## Records to process
☆ ☆ ☆

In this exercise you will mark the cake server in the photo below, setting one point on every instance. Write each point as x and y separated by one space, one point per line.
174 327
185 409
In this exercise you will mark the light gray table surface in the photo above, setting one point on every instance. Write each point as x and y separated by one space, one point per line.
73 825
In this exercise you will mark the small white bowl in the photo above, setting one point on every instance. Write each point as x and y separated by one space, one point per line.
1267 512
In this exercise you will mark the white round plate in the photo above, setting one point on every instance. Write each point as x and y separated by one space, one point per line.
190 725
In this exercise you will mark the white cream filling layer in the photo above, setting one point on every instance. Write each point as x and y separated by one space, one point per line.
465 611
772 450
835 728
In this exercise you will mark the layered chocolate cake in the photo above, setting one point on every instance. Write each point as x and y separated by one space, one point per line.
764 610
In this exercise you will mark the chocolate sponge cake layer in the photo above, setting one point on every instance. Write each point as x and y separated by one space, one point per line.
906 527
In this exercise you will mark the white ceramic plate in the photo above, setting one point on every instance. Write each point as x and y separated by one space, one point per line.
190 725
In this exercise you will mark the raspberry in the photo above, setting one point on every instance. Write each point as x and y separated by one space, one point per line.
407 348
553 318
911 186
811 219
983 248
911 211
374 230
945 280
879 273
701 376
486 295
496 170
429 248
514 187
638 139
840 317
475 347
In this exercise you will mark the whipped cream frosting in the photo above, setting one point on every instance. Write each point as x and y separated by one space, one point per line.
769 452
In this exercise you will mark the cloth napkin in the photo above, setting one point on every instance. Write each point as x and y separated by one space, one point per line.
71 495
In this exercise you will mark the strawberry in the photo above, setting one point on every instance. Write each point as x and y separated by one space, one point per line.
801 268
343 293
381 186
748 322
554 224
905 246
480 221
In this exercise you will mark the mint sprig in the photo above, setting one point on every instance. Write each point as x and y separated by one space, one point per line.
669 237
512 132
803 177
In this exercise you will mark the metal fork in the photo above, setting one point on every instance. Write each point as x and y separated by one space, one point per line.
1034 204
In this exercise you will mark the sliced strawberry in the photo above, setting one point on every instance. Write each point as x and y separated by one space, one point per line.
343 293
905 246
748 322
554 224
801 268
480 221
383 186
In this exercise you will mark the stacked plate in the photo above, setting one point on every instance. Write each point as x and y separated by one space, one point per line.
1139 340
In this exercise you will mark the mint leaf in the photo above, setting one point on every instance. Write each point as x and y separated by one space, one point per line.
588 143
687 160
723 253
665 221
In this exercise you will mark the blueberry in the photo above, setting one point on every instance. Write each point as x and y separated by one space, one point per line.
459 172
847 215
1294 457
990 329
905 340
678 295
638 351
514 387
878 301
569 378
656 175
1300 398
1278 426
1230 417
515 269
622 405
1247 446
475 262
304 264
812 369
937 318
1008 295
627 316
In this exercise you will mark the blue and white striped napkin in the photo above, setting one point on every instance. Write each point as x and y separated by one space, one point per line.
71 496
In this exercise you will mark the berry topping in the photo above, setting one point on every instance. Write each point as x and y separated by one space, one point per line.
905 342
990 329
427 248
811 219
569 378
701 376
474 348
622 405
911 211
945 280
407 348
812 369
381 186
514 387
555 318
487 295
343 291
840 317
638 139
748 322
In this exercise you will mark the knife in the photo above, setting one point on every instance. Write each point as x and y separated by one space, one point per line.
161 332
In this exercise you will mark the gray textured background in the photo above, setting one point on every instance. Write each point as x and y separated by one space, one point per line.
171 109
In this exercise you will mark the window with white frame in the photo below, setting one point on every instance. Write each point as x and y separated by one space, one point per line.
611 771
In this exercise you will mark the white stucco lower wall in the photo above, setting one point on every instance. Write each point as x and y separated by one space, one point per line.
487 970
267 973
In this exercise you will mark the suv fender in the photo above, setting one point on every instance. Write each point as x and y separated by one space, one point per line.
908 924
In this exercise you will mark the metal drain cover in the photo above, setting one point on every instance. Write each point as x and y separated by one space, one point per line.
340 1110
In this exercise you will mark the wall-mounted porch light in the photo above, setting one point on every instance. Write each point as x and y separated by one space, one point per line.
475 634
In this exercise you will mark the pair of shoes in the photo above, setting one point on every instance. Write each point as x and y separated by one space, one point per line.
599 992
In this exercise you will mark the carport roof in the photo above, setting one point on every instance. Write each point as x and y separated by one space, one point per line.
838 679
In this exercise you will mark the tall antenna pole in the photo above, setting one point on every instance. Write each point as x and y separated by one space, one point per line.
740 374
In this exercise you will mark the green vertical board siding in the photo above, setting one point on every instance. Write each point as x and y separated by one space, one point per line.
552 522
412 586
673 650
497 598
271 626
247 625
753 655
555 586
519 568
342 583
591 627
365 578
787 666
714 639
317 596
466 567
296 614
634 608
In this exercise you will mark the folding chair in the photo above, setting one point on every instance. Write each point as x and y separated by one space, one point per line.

☆ ☆ ☆

## What is needed
Return all of the data word for word.

## Task result
In this exercise you will mark the cake server in the photo below, setting one point on every instance. Write each point as x and y separated by one space, one point per line.
174 327
185 409
In this exercise you will mark the light gray table surface in the photo above, setting one point on every instance. Write each point as x and y separated by one space, one point per line.
73 825
In this exercise you will mark the small white bowl in the photo above, setting one point on every instance. Write each point as x and y separated by one space, one point per line.
1267 512
In this exercise you will mark the white round plate in the photo above, setting one point on every instance. Write each point as x and y separated by one space, one point per line.
190 725
In this exercise you will mark the white cream filling layer in the photo above, setting one point on every instance. Write each point as x and y separated by one space, one point per line.
465 611
772 450
835 728
In this exercise you will mark the layered chocolate cake in the photo above, setting one point on every instance. Write each point as x and y separated by one space, one point per line.
764 610
In this exercise you will mark the chocolate sponge cake layer in the photo above, setting one point on every instance. Write each point as x and y separated by one space, one point per line.
906 527
In this exercise you will mark the white ceramic plate in the photo above, setting one point on every instance. Write each point as x and y separated by one space, one point per line.
190 725
In this exercise you will mark the raspberry in the photo above, setting one point on every instance. Write each point as x and y separated by one space, one point per line.
407 348
553 318
911 186
811 219
983 248
911 211
374 230
945 280
879 273
701 376
486 295
496 170
429 248
514 187
638 139
840 317
475 347
In this exercise you will mark the whipped cream frosting in the photo above, setting one point on every instance. Write each point as x and y separated by one space, one point per line.
769 452
In this exercise you will mark the cloth napkin in the photo above, setting one point on every instance. Write each point as x and y separated by one space, one point per line.
71 495
In this exercise you will mark the strawberry in the photo above, setting one point on every instance. Write each point as x and y separated by one space, one point per line.
801 268
343 293
381 186
748 322
554 224
905 246
480 221
In this exercise you will mark the mint sprig in the photo above, setting one point on every instance. Write each point as x and y separated by one space, one point per line.
669 237
512 132
803 177
In this exercise you will mark the metal fork in the photo above, setting one point on every instance. Write each point as x and y separated by one space, one point per line.
1034 204
In this exercise you will mark the sliced strawberry in the photo above, setting one point on every instance. Write each point as x and y separated by one space, one point per line.
343 293
905 246
748 322
554 224
801 268
480 221
383 186
In this exercise you will mark the stacked plate in the photo above, setting one point on every instance. Write each point as x and y separated by one space, one point per line.
1139 340
In this exercise you will mark the mint leaf in the photo above, setting one point on every instance. Write each point as x and y separated by one space, one point per line.
588 143
687 160
723 253
665 221
In this exercise you will mark the blueberry in the photo above, setting one point on every instance. Write each point as x and y separated by one space, one point per line.
459 172
847 215
1294 457
990 329
905 340
678 295
638 351
514 387
878 301
569 378
656 175
1300 398
1278 426
1230 417
515 269
622 405
1247 446
475 262
304 264
812 369
937 318
1008 295
627 316
In this exercise you will mark the blue and white striped napkin in the photo above, setting one point on every instance. Write each point as x and y separated by one space, one point per line.
71 496
In this exercise you will mark the berry topping in the photo above, setting one point on every instance. Write each point as x and y separated by one space, one point per line.
905 342
990 329
427 248
811 219
569 378
701 376
474 348
622 405
911 211
945 280
407 348
812 369
381 186
514 387
555 318
487 295
343 291
840 317
638 139
748 322
In this exercise you will mark the knife in the photo above, setting one point on every instance. Write each point as x and y separated by one space, one point per line.
161 332
In this exercise you will mark the gray textured background in the photo above, setting one point on every instance. Write each point as x and y separated by one space, one point per line.
171 109
In this exercise you will mark the window with white frame in the photo below, setting one point on every instance. Write each point as x and y separated by one space, one point per line.
611 771
In this exercise you will mark the white stucco lower wall in the photo above, setting one point on every instance. Write each point as x and y separated by one space, one point per line.
487 970
267 973
In this exercise you will mark the suv fender in the photo above, setting one point on every instance. Write each point as x and y separated by one space, one point per line.
908 924
In this exercise you will mark the metal drain cover in the photo above, setting one point on every instance. Write each point as x and y separated by one space, one point per line.
340 1110
In this exercise you will mark the wall-mounted porch light in the photo above, setting one point on every instance. Write each point as x and y separated by one space, one point per line.
475 634
In this exercise you will mark the pair of shoes in the photo above, setting one point on every instance. Write each point as x and y separated by one space, one point per line.
599 992
In this exercise you will mark the carport roof in the photo above, setting one point on every instance. Write each point as x and y separated by one space, one point per line.
838 679
In this exercise you will mark the tall antenna pole in the photo above, setting one point on every instance. Write each point as x and y separated by one space, one point per line.
740 374
In this exercise you will mark the green vertical board siding in the photo above, setting one point on every instance. Write each point as x and y separated by one space, one point per line.
552 522
412 586
673 650
497 598
271 626
247 625
753 655
555 586
519 568
342 583
591 627
365 578
787 666
714 639
317 596
466 567
296 614
634 608
In this exercise you will mark the folding chair in the photo above, setting one point on every instance. Write each point as x and y separated by one space, one point per line.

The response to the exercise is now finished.